- _EXERCISE AIM_:
Could you set down the records below exactly as they are, with no pictures?

- - - -

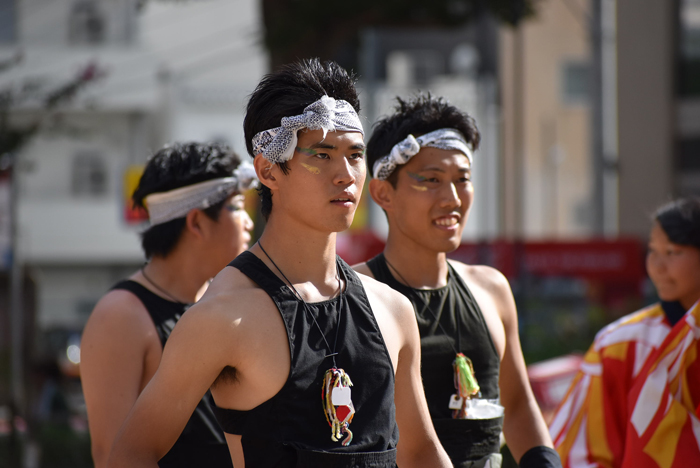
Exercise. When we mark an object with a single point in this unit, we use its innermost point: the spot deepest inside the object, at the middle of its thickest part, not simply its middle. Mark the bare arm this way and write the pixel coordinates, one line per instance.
(418, 445)
(192, 359)
(120, 351)
(523, 424)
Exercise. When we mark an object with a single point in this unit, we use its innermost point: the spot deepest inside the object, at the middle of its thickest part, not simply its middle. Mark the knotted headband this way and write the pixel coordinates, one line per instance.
(173, 204)
(277, 144)
(403, 151)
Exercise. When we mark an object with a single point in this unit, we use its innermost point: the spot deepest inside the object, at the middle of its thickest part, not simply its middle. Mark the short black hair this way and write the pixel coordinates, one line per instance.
(179, 165)
(285, 93)
(680, 220)
(417, 116)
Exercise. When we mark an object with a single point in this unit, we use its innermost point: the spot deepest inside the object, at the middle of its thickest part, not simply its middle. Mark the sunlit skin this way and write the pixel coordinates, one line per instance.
(427, 211)
(235, 326)
(674, 269)
(311, 169)
(418, 178)
(330, 194)
(121, 348)
(430, 204)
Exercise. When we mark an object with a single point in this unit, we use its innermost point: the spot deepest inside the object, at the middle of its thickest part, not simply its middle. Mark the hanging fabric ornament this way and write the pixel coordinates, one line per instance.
(466, 385)
(337, 404)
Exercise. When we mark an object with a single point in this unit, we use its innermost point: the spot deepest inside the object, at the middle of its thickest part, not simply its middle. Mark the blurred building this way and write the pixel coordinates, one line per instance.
(659, 106)
(457, 64)
(544, 68)
(560, 177)
(172, 72)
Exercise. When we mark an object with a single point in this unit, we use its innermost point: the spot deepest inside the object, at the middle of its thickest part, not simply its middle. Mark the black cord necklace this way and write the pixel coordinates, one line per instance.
(335, 391)
(463, 369)
(163, 290)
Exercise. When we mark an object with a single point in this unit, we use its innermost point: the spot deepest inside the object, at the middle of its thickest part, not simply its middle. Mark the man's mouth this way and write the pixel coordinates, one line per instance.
(447, 221)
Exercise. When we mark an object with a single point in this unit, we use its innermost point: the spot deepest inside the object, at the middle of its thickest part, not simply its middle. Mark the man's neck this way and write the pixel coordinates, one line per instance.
(414, 264)
(305, 257)
(175, 277)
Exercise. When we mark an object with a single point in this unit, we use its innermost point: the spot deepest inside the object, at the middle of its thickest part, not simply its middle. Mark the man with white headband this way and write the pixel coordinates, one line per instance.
(310, 364)
(193, 193)
(421, 160)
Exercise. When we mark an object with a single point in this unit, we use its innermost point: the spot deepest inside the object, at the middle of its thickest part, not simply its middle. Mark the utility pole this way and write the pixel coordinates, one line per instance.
(596, 106)
(603, 80)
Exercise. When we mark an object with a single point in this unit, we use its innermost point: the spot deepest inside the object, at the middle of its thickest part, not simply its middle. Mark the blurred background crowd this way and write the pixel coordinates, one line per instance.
(589, 112)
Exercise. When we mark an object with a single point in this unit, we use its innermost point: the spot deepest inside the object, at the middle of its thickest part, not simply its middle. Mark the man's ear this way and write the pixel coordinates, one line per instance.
(266, 171)
(193, 223)
(382, 193)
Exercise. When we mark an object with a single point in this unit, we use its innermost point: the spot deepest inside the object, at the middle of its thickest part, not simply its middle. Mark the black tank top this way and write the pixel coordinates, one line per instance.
(453, 304)
(202, 443)
(290, 429)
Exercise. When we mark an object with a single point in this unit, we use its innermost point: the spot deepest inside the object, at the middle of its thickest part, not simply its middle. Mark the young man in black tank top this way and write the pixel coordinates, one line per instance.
(280, 336)
(198, 224)
(420, 160)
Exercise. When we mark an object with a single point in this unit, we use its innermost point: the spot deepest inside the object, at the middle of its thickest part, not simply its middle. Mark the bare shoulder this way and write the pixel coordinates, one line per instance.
(483, 276)
(362, 268)
(119, 312)
(386, 300)
(234, 311)
(230, 298)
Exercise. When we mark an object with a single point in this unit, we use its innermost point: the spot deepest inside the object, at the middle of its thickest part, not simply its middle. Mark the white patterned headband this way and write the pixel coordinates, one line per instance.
(173, 204)
(277, 144)
(403, 151)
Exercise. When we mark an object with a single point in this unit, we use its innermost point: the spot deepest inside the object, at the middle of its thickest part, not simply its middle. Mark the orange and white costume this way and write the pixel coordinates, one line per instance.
(634, 403)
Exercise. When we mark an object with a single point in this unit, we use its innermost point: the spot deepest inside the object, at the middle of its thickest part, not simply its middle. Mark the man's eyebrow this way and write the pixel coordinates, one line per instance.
(322, 145)
(438, 169)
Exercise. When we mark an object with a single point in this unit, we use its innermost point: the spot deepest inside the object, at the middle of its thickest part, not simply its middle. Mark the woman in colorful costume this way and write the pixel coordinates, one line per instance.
(635, 401)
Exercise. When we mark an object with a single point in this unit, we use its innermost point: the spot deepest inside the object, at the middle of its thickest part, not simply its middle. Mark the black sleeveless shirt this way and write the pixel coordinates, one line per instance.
(290, 429)
(202, 443)
(449, 318)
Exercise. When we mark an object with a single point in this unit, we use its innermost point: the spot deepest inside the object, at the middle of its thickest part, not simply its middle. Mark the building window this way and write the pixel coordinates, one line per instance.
(87, 24)
(689, 48)
(575, 82)
(89, 175)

- - - -

- _ANSWER BOX_:
Exercise. When we mark an object with a single point in this unit, we use its innermost point: the spot deepest inside the object, at the middle of its thickest part, not simply its middle. Mark the bare arm this way and write the pixel coordinates, one line per instance.
(418, 445)
(192, 359)
(120, 351)
(523, 424)
Exercise. When we mark an object with a single point in this unit, we use its innermost point: the spot deepest inside the object, at the middle of its thickest part, not simply its middle. Mark the knotted headband this way and write the pixel coordinates, one line per instance.
(173, 204)
(277, 144)
(403, 151)
Exercise. When we mark an object with a single point in this unit, we use its innermost point: the spot deepest inside the object, at the middle of its thickest part, not simply its middle. Mark the short black hair this way and write the pixel coordinates, one line per instance.
(179, 165)
(285, 93)
(680, 220)
(417, 116)
Exercise. When we mark an object with a single point in this unit, we use its innermost point: the spot deepest inside the object, at the middle of its thickest part, not simply its middle. Mark the sunlit skin this way and write the pixel coordinates, one line per instance.
(427, 211)
(235, 326)
(674, 269)
(311, 169)
(418, 178)
(330, 194)
(121, 348)
(430, 204)
Exercise. When we mark an object with a single point in this unit, we use its innermost point: the spot deepest inside the object, at the middle of its thickest part, not simply its middle. Mark the hanging fabric ornament this way and write the pixel coordinates, one line per instance.
(466, 385)
(337, 404)
Exercise. When we mark an object with a single point in this unit, we use its innermost point: the spot deepest inside the object, at the middle of its thickest part, not simply its middle. Mark the blurred building this way and write the pixel coordinates, one line per instance.
(659, 106)
(457, 64)
(544, 68)
(560, 177)
(172, 72)
Exercise. When we mark an object with a single point in this unit, we use its innermost point: the spot deepest inside the object, at the middle of its thickest part, not simply its middle. Mark the black cord necklace this way and write the pixel coordinates, one line per instance.
(335, 391)
(463, 369)
(163, 290)
Exercise. When we mark an object with a single point in this unit, we use its innermost point: the spot deepest inside the object, at the middle of its thickest part, not simply its middle. Mark the man's mouth this way and write the pixel coordinates, one line per instance.
(447, 221)
Exercise. When we mark an object with a single point in this unit, we use its innermost point: the spot deepest inside the object, at the middle of its thickest part, not simply its middle. Mark the man's neck this way and write the pixel coordinates, one line per instance.
(414, 264)
(305, 257)
(175, 277)
Exercise. When we mark an object with a single point in this unit, we use its innermost point: the spot deepest inside the object, at the middle of its thickest part, not simply its middle. Mark the man with white headband this way and write the pixel coordinates, one line per instance.
(310, 364)
(193, 193)
(421, 160)
Exercise. When we mark an object with a single point in this unit, we use its innermost point: the spot deepest inside the object, at the middle of its thickest part, not simply its middle. Mark the utility pole this way and write the pixel coordinates, one line per instance.
(596, 106)
(603, 80)
Exercise. When we mark an object with a single point in this unit, we use its innermost point: the spot deepest inside the object, at the middle of its thickest part, not simply its middle. Mark the blurred background crowd this way and write the pixel coordinates, one line per instance.
(589, 112)
Exercise. When we mark an object with a single point in this unit, we use its innermost point: the spot deepest inside the object, at the middle of its thickest part, not simply its middle. Mark the man's ear this way and write the pixel coordinates, one line per instance.
(266, 171)
(193, 223)
(382, 193)
Exercise. When we mark an object with a single point in this unit, we use its innermost point: the spot deepest inside the object, at the middle of its thickest part, not simply its middle. Mark the black tank top this way and write the pixel coordinates, one line per instance.
(453, 304)
(202, 443)
(290, 429)
Exercise. When we mark an object with a single point in this unit, we use its innermost point: the spot deepest inside the object, at the middle of its thickest part, not simply its middle. Mark the young man in black tank top this way and write the pixel coordinates, one line per instance.
(280, 336)
(198, 224)
(420, 160)
Exercise. When we mark an object with a single point in this unit, we use its innermost point: the spot deepest inside the object, at the middle of its thickest part, not simply its middle. Mark the bare shoulder this way and write the pixel coordinates, one line per instance.
(483, 276)
(362, 268)
(119, 312)
(386, 300)
(234, 311)
(230, 298)
Exercise. When we mark an object with a single point in this unit, we use its innermost point: the spot deepest inside the object, at the middle of its thickest part, not simply its middle. Mark the white patterned headband this way and write the pixel coordinates, one line per instance.
(173, 204)
(277, 144)
(403, 151)
Exercise. When we mark an object with a single point in this unit, we use its innermost point: the spot deepest inside the object, at the middle of its thickest part, not simply its middle. Mark the orange and white costume this way and write the pixel coordinates, one line per instance.
(634, 403)
Exercise. When we mark an object with a single point in this unit, we use its innermost point: the spot deepest inside the object, at the middle of its thickest part, not simply its middle. Mark the man's eyebrow this way and write the pixel coordinates, one line per instance.
(322, 145)
(438, 169)
Exercise. When we mark an object with a single point in this unit, we use its innermost point: the spot deepest inside the object, at the middle of its thickest part, not simply its middle. Mark the woman in colorful costume this way and write the pixel coordinates, one line per instance.
(635, 401)
Exercise. When we mark an object with a single point in this unit, we use its innermost point: the spot deepest inside the object, at the middle of its thickest part, not simply its middle. Mark the black sleeveless shirt this way and write the pixel coordinates, one line per instance.
(290, 429)
(202, 443)
(449, 318)
Exercise. When we mark an object with a single point in this unit, we use its innermost point: the spot deepest inside the object, at the middle of its thickest part, not simply its middle. Mark the building window this way and write the pixel coordinates, one line per instance.
(87, 24)
(689, 48)
(575, 82)
(89, 175)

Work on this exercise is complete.